REQUIREMENT:
Set out the entries from the start through the line containing "column 525, row 71" as a two-column CSV with the header text,answer, giving one row per entry. Put each entry's text and its answer in their own quoted field, with every line break replaced by a space.

INPUT MATERIAL:
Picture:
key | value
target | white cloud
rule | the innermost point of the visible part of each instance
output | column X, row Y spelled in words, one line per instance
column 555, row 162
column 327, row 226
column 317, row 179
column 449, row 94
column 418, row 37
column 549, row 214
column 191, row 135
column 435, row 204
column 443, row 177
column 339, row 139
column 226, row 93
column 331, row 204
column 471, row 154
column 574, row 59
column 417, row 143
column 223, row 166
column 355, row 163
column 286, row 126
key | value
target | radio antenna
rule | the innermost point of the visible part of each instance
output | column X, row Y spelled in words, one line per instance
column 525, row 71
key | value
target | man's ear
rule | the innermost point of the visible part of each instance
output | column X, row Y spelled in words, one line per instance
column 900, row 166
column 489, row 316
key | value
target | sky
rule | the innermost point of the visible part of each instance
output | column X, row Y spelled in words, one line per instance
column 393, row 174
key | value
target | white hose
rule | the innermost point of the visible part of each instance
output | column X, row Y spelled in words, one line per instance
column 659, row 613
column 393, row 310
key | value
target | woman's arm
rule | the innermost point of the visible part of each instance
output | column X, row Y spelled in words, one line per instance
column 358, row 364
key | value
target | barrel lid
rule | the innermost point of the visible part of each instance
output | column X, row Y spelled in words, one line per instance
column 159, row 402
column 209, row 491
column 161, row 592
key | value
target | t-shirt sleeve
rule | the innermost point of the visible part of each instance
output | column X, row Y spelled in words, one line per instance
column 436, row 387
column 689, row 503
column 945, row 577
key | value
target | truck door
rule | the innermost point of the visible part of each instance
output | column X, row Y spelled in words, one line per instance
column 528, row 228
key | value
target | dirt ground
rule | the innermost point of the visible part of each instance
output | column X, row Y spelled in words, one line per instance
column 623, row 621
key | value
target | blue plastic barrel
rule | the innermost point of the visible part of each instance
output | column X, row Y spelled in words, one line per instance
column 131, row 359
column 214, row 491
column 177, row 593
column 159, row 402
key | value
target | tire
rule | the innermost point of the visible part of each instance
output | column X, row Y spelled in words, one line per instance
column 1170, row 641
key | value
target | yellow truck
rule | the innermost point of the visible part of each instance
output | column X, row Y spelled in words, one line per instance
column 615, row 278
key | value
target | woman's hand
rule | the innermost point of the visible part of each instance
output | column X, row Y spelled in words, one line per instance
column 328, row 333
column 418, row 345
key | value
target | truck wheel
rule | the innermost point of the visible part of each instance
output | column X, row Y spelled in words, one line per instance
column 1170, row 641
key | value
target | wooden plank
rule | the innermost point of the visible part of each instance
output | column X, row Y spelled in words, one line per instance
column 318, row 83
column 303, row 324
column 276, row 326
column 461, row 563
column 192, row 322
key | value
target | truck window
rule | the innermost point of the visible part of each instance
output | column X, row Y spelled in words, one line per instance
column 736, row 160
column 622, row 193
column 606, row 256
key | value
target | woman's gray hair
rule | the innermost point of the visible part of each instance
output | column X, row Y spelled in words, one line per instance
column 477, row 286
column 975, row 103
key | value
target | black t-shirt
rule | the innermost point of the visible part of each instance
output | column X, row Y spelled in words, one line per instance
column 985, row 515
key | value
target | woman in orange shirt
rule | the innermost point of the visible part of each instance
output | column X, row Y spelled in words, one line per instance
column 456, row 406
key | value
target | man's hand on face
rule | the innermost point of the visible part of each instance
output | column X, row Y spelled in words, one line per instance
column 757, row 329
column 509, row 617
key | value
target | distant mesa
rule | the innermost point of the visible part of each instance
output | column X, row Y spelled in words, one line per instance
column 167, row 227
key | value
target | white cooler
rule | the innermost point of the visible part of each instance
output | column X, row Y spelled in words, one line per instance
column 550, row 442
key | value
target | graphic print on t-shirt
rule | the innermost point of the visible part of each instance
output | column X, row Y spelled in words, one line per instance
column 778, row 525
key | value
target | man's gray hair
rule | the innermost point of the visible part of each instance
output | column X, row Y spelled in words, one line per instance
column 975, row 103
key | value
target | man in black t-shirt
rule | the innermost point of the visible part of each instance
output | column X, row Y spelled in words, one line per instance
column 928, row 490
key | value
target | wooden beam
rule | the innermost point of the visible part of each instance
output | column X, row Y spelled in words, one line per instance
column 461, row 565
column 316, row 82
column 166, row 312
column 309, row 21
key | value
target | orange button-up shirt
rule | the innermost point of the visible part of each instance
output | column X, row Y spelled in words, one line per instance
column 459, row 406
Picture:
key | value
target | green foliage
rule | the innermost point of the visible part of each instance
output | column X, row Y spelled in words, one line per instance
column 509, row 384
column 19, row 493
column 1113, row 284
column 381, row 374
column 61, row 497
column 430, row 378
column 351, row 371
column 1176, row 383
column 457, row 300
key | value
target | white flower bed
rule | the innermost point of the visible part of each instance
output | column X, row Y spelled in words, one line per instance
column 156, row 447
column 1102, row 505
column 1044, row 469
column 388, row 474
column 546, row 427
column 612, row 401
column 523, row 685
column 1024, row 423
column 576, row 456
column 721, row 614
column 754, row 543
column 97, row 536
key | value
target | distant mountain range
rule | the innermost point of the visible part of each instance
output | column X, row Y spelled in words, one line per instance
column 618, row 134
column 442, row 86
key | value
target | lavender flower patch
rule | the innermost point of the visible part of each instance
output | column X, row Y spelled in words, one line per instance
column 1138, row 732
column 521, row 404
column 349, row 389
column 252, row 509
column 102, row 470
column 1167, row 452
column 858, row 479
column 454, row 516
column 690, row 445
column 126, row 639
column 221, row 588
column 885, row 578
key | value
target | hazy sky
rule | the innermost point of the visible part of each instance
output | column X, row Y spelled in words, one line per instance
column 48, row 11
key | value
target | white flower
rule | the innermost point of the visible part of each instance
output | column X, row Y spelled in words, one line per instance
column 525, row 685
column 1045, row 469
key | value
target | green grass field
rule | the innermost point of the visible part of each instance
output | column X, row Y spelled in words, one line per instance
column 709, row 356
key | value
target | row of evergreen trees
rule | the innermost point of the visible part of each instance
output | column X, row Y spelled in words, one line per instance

FINISHED ANSWER:
text,answer
"Picture: key | value target | white cloud rule | the innermost point of the visible part of each instance output | column X, row Y spelled in words, one line per instance","column 555, row 162 column 327, row 226 column 317, row 179 column 449, row 94 column 418, row 37 column 549, row 214 column 191, row 135 column 435, row 204 column 443, row 177 column 339, row 139 column 226, row 93 column 331, row 204 column 471, row 154 column 574, row 59 column 417, row 143 column 223, row 166 column 355, row 163 column 286, row 126"
"key | value target | radio antenna rule | the innermost point of the visible part of each instance output | column X, row Y spelled in words, one line per instance","column 525, row 71"